- HOW TO COMPLETE THIS TASK:
Print the portion of the news report on the Southwest Airlines engine explosion from "Bank executive Jennifer" up to and including "to the media.".

- EXCERPTED PASSAGE:
By Reuters
The US Federal Aviation Administration (FAA) said on Wednesday it would order inspection of some 220 jet engines after investigators said a broken fan blade touched off an engine explosion on a Southwest Airlines flight, shattering a window and killing a passenger.
The order, called an air-worthiness directive, would require an ultrasonic inspection within the next six months of the fan blades on all CFM56-7B engines that have accrued a certain number of takeoffs.
The CFM56 engine on Southwest flight 1380 blew apart over Pennsylvania on Tuesday, about 20 minutes after the Dallas-bound flight left New York's LaGuardia Airport with 149 people on board.
The explosion sent shrapnel ripping into the fuselage of the Boeing 737-700 plane and shattered a window.
Bank executive Jennifer Riordan, 43, was killed when she was partially pulled through a gaping hole next to her seat in row 14 as the cabin suffered rapid decompression. Fellow passengers were able to pull her back inside but she died of her injuries later on Tuesday.
Philadelphia's medical examiner ruled that the cause of death was blunt trauma to the head, neck and torso, and ruled the death an accident, spokesman Jim Garrow said.
"As captain and first officer of the crew of five who worked to serve our customers aboard Flight 1380 yesterday, we all feel we were simply doing our jobs. Our hearts are heavy," Captain Tammie Jo Shults and First Officer Darren Ellisor said in a written statement released by the airline.
Shults and Ellisor said they were focused on working with investigators and would not be speaking to the media.

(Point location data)
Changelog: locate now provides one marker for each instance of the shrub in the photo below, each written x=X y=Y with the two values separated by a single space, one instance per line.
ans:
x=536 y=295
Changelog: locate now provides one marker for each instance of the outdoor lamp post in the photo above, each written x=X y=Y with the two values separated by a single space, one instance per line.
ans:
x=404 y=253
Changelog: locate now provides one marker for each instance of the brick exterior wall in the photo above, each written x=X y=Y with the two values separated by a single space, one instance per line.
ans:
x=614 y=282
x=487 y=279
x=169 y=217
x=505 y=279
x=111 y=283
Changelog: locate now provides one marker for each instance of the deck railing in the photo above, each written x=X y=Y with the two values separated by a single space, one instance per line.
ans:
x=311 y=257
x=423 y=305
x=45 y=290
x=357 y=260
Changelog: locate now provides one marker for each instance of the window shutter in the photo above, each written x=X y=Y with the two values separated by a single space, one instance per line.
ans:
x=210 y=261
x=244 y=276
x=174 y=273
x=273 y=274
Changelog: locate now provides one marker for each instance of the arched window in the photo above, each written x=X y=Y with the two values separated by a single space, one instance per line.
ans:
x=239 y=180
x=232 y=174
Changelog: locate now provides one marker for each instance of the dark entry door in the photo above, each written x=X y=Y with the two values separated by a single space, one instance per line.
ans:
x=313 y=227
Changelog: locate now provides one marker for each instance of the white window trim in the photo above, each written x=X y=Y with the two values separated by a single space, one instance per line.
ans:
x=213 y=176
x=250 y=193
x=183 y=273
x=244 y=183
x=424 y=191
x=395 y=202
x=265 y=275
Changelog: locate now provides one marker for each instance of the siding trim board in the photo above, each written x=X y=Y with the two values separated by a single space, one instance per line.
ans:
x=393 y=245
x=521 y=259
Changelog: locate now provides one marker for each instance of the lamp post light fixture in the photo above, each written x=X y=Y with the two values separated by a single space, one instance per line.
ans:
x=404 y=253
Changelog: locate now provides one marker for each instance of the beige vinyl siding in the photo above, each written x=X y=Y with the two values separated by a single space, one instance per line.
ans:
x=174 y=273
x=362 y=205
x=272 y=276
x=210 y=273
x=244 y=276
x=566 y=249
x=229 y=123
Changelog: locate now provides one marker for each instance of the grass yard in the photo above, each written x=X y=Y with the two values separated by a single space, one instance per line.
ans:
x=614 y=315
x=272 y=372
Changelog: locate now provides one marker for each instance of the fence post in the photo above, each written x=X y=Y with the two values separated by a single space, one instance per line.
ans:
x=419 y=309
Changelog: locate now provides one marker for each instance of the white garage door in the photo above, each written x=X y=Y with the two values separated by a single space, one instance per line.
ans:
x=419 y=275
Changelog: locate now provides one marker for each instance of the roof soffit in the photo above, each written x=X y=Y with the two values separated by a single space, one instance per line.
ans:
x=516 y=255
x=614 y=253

- OUTPUT OF THE EXERCISE:
Bank executive Jennifer Riordan, 43, was killed when she was partially pulled through a gaping hole next to her seat in row 14 as the cabin suffered rapid decompression. Fellow passengers were able to pull her back inside but she died of her injuries later on Tuesday.
Philadelphia's medical examiner ruled that the cause of death was blunt trauma to the head, neck and torso, and ruled the death an accident, spokesman Jim Garrow said.
"As captain and first officer of the crew of five who worked to serve our customers aboard Flight 1380 yesterday, we all feel we were simply doing our jobs. Our hearts are heavy," Captain Tammie Jo Shults and First Officer Darren Ellisor said in a written statement released by the airline.
Shults and Ellisor said they were focused on working with investigators and would not be speaking to the media.